** TASK DIRECTIONS **
Rewrite the rows below with every "Format example" replaced by "Sample format" and everything else left unchanged. Leave the pictures out of your answer.

Stored data entries:

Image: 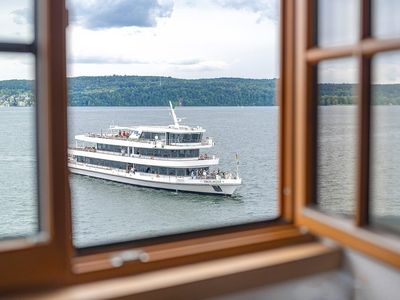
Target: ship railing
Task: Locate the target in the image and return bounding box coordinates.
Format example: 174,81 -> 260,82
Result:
69,160 -> 239,183
69,147 -> 217,161
86,133 -> 213,146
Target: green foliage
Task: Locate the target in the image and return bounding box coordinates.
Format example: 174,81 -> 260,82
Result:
0,76 -> 400,106
68,76 -> 275,106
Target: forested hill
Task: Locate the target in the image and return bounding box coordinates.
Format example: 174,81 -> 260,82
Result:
0,76 -> 400,106
69,76 -> 275,106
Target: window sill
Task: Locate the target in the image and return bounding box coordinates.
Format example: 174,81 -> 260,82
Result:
9,242 -> 341,300
73,224 -> 315,283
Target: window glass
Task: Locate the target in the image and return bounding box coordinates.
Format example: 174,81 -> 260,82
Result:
370,51 -> 400,232
68,0 -> 279,247
372,0 -> 400,38
317,58 -> 357,216
0,53 -> 38,239
316,0 -> 360,47
0,0 -> 34,43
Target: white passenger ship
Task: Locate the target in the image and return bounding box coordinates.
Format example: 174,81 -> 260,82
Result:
68,102 -> 242,195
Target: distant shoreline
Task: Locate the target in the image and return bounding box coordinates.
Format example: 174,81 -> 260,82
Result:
0,76 -> 400,107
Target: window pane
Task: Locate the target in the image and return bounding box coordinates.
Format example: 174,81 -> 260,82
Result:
372,0 -> 400,38
0,0 -> 34,43
68,0 -> 279,247
0,53 -> 38,239
317,0 -> 360,47
317,58 -> 357,216
370,51 -> 400,231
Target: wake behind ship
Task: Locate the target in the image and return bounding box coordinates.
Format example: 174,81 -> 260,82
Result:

** EXERCISE ANSWER **
Image: 
Target: ship railing
Task: Locate the target in the image and return bounding box coordinates.
Sample format: 174,81 -> 260,82
Result:
69,160 -> 239,183
69,147 -> 217,161
86,133 -> 213,146
Target: green foliage
Task: Locate the target in the image and return bounding box coordinates.
Sample format: 174,81 -> 260,82
Result:
0,76 -> 400,106
68,76 -> 275,106
Target: forested hill
Task: Locate the target in the image and return bounding box coordinates.
Sample format: 174,81 -> 260,82
Result:
0,76 -> 400,106
69,76 -> 275,106
Target: window sill
Task: Locate the target in the image and return bounding box coordinates.
Sample format: 174,81 -> 260,82
Result:
9,242 -> 341,300
73,224 -> 315,283
Target: window glass
Task: Locate the target in the image and return bounding box coordinates.
Sample format: 174,81 -> 260,82
Result:
370,51 -> 400,232
68,0 -> 279,247
372,0 -> 400,38
317,58 -> 357,216
0,53 -> 38,239
316,0 -> 360,47
0,0 -> 34,43
Target: white passenger ship
Task: Locate the target in the image and return bounding box coordinates.
Sample format: 174,81 -> 260,82
Result:
68,102 -> 242,195
Target: distant shoreline
Task: Locate the target in the image and return bounding box coordinates.
Sample format: 174,81 -> 260,82
Result:
0,76 -> 400,107
Target: window pane
Task: Locate the target in the image and return bounding box coordinates.
Sample format: 174,81 -> 260,82
Result:
372,0 -> 400,38
0,0 -> 34,43
68,0 -> 279,247
0,53 -> 38,239
317,0 -> 360,47
317,58 -> 357,216
370,51 -> 400,231
Target: wake behind ship
Task: Locate the target in the image and return bounding box coordinates.
Sample format: 174,81 -> 260,82
Result:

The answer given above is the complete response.